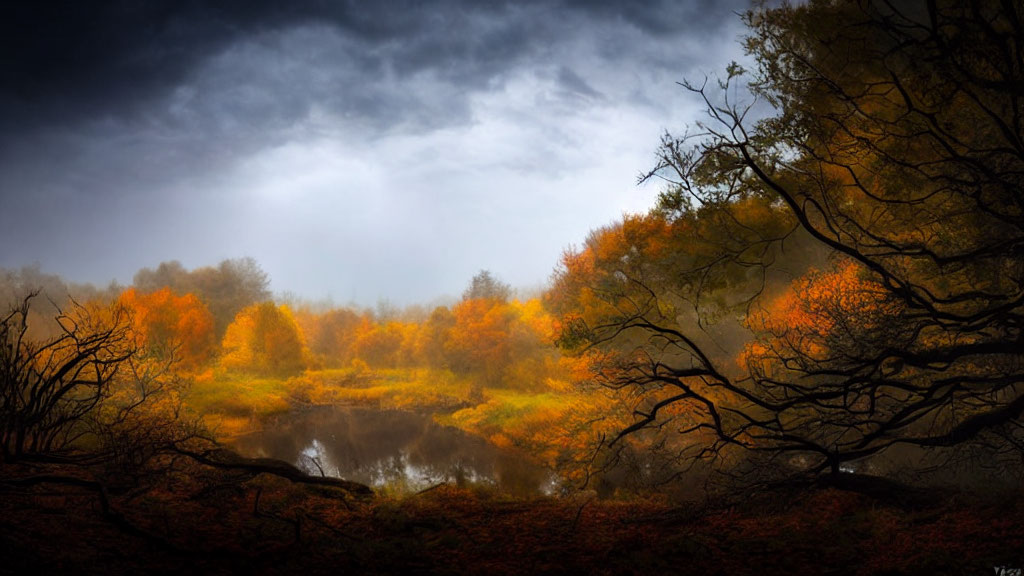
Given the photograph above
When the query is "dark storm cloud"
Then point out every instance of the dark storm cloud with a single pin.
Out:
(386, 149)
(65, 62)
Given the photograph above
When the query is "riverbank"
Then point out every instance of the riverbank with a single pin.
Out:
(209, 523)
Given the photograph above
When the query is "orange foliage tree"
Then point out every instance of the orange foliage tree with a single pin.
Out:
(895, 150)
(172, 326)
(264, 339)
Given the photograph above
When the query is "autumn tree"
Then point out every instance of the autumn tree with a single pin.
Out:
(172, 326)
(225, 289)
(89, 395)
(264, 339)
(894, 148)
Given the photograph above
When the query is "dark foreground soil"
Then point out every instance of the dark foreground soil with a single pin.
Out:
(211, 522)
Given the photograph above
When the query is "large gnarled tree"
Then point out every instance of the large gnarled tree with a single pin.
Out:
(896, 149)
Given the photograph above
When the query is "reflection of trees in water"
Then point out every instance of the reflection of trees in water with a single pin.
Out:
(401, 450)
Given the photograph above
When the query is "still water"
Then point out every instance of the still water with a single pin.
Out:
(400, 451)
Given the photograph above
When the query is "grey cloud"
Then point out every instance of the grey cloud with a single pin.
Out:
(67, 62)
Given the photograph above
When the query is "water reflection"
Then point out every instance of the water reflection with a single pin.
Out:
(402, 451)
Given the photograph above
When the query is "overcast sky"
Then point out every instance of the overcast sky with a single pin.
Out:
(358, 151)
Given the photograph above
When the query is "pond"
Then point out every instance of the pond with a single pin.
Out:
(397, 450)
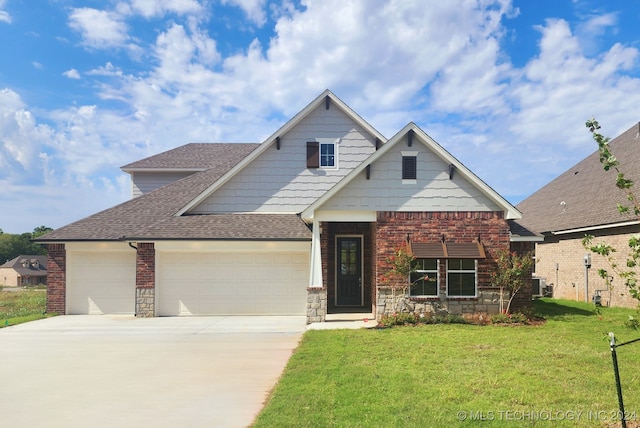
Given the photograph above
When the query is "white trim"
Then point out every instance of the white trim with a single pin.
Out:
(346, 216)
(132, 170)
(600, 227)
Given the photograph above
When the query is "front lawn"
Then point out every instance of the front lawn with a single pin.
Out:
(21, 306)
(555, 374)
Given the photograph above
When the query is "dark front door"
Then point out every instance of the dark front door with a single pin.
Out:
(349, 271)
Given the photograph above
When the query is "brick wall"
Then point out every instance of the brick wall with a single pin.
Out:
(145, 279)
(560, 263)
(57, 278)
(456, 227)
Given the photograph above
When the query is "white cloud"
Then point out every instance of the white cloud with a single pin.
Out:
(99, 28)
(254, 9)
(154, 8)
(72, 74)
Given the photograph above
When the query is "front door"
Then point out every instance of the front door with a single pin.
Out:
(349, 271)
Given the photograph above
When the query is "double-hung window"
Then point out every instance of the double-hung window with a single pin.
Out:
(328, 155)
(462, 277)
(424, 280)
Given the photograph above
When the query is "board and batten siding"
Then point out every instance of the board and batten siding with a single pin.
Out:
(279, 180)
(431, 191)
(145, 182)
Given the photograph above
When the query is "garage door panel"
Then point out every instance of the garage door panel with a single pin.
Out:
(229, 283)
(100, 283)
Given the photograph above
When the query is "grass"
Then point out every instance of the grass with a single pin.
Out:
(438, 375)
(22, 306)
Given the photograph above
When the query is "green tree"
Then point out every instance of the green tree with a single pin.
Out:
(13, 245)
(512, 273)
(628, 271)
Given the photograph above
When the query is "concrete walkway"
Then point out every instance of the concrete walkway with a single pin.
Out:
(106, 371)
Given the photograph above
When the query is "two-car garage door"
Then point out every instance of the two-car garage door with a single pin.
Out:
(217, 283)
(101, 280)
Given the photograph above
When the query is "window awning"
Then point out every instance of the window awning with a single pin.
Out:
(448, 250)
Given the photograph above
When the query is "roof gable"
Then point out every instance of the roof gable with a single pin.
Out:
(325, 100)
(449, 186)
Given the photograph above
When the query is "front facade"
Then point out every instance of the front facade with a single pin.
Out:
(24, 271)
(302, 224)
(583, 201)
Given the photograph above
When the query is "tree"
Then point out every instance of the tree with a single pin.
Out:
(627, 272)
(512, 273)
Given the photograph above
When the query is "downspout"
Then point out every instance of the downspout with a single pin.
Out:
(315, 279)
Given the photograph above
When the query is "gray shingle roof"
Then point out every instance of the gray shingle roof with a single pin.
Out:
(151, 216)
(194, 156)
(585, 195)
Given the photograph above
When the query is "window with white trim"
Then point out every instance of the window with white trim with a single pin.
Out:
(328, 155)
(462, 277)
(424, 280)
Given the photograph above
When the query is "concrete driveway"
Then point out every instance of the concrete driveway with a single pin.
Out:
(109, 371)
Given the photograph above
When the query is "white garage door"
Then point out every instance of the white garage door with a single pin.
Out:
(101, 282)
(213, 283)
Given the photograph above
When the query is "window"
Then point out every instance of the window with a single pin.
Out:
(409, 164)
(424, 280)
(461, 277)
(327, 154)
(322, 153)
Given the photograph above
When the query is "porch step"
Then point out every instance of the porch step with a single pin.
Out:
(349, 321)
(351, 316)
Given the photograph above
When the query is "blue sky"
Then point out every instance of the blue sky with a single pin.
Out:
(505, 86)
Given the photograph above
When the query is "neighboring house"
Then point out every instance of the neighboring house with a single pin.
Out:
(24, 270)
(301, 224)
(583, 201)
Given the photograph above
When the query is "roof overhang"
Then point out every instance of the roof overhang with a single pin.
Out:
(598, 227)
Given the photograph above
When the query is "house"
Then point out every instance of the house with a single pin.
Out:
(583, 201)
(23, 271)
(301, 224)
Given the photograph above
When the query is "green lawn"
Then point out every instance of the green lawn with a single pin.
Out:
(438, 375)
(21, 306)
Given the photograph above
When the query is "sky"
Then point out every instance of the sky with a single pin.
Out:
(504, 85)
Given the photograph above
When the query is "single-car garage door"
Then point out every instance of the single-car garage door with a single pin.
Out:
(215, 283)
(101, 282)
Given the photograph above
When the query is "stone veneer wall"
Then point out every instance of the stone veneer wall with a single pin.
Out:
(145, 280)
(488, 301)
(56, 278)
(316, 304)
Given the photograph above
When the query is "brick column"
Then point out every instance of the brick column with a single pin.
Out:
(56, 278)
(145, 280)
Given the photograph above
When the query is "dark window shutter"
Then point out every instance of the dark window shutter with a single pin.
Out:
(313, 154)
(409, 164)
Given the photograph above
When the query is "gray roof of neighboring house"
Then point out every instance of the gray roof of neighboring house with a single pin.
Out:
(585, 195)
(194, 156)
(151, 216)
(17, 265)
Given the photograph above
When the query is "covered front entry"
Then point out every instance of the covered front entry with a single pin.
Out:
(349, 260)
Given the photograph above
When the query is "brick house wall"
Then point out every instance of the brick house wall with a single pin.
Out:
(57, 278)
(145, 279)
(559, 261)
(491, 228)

**WRITTEN TASK:**
Copy every line of the data exactly as written, excluding the pictures.

**TASK RESPONSE:**
Given the photograph above
When the query is "dark storm cloud"
Then point out every instance of the dark storm cloud with a single pin.
Out:
(386, 149)
(65, 62)
Given the photograph above
When the query is "riverbank"
Then point out every instance of the riverbank with a single pin.
Out:
(209, 523)
Given the photograph above
When the query is "orange foliage tree"
Then point out every instance of the orange foliage tree with a single pin.
Out:
(895, 150)
(172, 326)
(264, 339)
Given the photograph above
When the query is "autumn tree"
Then point out every instance of the autumn tree with a single pin.
Out:
(172, 326)
(225, 289)
(89, 395)
(264, 339)
(894, 148)
Given the photograph above
When the query is "dark foreground soil"
Then point out every instance of the dark foreground soil with a single pin.
Out:
(211, 522)
Given the photograph above
When the query is "large gnarled tree"
Then point out every instance of the large gnarled tree with a single pin.
Out:
(896, 149)
Given the photograph above
When the query is "reflection of trees in water"
Then point out every instance of the reflection of trees in water with a single pin.
Out:
(401, 450)
Given the photograph above
When the query is "still water"
Then point out every instance of the still water with a single pin.
Out:
(400, 451)
Given the photograph above
When the query is "grey cloud"
Then point out every instance of the grey cloud with a single pin.
Out:
(67, 62)
Given the photograph above
When the query is "water reflection"
Then point out every instance of the water reflection with a single pin.
Out:
(402, 451)
Given the photograph above
When the query is "overcast sky"
Then point out every instance of the overcast sky with a single pin.
Out:
(358, 151)
Given the photograph above
When the query is "pond"
Then point out every instance of the pond with a single pin.
Out:
(397, 450)
Given the photograph above
When the query is "white trim"
Then point out every instance of the white trim with a single pin.
Out:
(346, 216)
(132, 170)
(600, 227)
Given the photograph above
When the query is "front lawn"
Then point out every instance of the front lawn with a single pin.
Out:
(21, 306)
(555, 374)
Given the photograph above
When the query is "dark front door"
Then point out every instance of the dark front door with a single pin.
Out:
(349, 271)
Given the photograph above
When the query is "brick wall"
Then point out every instance of the brick wall with a single pin.
Out:
(145, 279)
(560, 263)
(57, 278)
(456, 227)
Given the photograph above
When the query is "white cloud"
Then point out every instance of the white cloud with a single pin.
Out:
(99, 28)
(254, 9)
(154, 8)
(72, 74)
Given the photograph above
When the query is "front door"
Then point out every instance of the front door with a single pin.
Out:
(349, 271)
Given the photograph above
When the query is "double-hung window"
Then point out every instance of the double-hung window with a single pin.
Out:
(328, 155)
(462, 277)
(424, 280)
Given the photograph above
When the query is "board and batten siding"
Then point out every instance of the board and batten siding with a single pin.
Out:
(279, 180)
(431, 191)
(145, 182)
Given the photograph above
When the query is "garage door panel"
Then point out every instance of the garage door panel with a single pin.
Out:
(229, 283)
(100, 283)
Given the photograph above
When the query is "grass"
Then point out every instance of the grass with a single pin.
Out:
(438, 375)
(22, 306)
Given the photograph above
When the query is "green tree"
Then point out every instance of the green tree with a single pin.
Out:
(13, 245)
(512, 273)
(628, 271)
Given the photograph above
When the query is "concrete walkway"
Then point out every instance of the concrete walkway with a single pin.
Out:
(106, 371)
Given the photograph above
When the query is "two-car garage door"
Then point out every instance of the two-car garage door with a single pin.
Out:
(217, 283)
(101, 280)
Given the photograph above
When the query is "window awning"
Then point out every instance of the window awning with a single pin.
Out:
(448, 250)
Given the photograph above
When the query is "roof gable"
Then point out every instance of the roof gable with a single pin.
Out:
(325, 100)
(449, 186)
Given the photograph above
When the query is "front facade"
Then point out every instance of the front facade with a single pin.
Out:
(24, 271)
(302, 224)
(583, 201)
Given the photograph above
When the query is "tree"
Then point out every instance of the tree with a single pin.
Out:
(627, 272)
(512, 273)
Given the photograph above
When the query is "downspout"
Then point out every instance of the downspout with a single pin.
Out:
(315, 279)
Given the photograph above
When the query is "gray shingle roof"
Then point out every instance of the gray shingle roof with a single pin.
Out:
(151, 216)
(194, 156)
(585, 195)
Given the photograph above
When the query is "window with white trim"
Then point out every instance of the window with white trim with a single pin.
Out:
(328, 155)
(462, 277)
(424, 280)
Given the photograph above
When the query is "concrete driveway"
Then point out every instance of the concrete driveway with a single pin.
Out:
(109, 371)
Given the photograph above
When the query is "white garage door"
Then point out every instance of the white garage door with a single pin.
Out:
(101, 282)
(213, 283)
Given the photograph above
When the query is "window"
Then point out every instance of the window with a single pin.
Out:
(409, 164)
(424, 280)
(461, 277)
(327, 154)
(322, 153)
Given the photograph above
When the query is "porch step"
Then point out every instance of the porch step with a single pin.
Out:
(349, 321)
(351, 316)
Given the photograph above
When the query is "blue sky"
Then point out every instance of the blue sky with a single pin.
Out:
(505, 86)
Given the photograph above
When the query is "neighboring house"
Then point out every instance of the neighboring house with a single pin.
Out:
(24, 270)
(301, 224)
(583, 201)
Given the photograph above
When the query is "roof overhang"
Then point out every instance of the roof overhang with a single pin.
Out:
(598, 227)
Given the photograph above
When the query is "house"
Then point out every instance of the house with a single pin.
Out:
(583, 201)
(23, 271)
(301, 224)
Given the photograph above
When the query is "green lawn"
Then point out every instance of the green lawn with a single pin.
Out:
(438, 375)
(21, 306)
Given the photograph above
When the query is "sky"
Then point out every instance of the sky with a single pin.
Out:
(504, 85)
Given the photograph above
When the query is "single-car garage door"
Then point out every instance of the single-car garage door with a single pin.
Out:
(215, 283)
(101, 282)
Given the photograph above
When the query is "stone veneer wall"
Then point out every instance of the stone veneer wall with a single pin.
Out:
(145, 280)
(488, 301)
(56, 278)
(316, 304)
Given the photograph above
When the query is "brick column"
Then point out every instance of the brick column with a single pin.
Out:
(56, 278)
(145, 280)
Given the photograph above
When the query is "dark window shutter"
Then point out every instance of the dark window shutter with a single pin.
Out:
(313, 154)
(409, 164)
Given the photograph above
When the query is "gray roof of neighboring house"
Then point out every instance of the gray roof of neighboring house with a single pin.
Out:
(585, 195)
(194, 156)
(151, 216)
(17, 265)
Given the photograph above
When the query is "covered front entry"
Then point out every instance of the covered front entry with a single pin.
Out:
(349, 260)
Given the photograph above
When the query is "brick house wall"
Then point out every instance of the brick house wall with a single pin.
Out:
(57, 278)
(145, 279)
(559, 261)
(491, 228)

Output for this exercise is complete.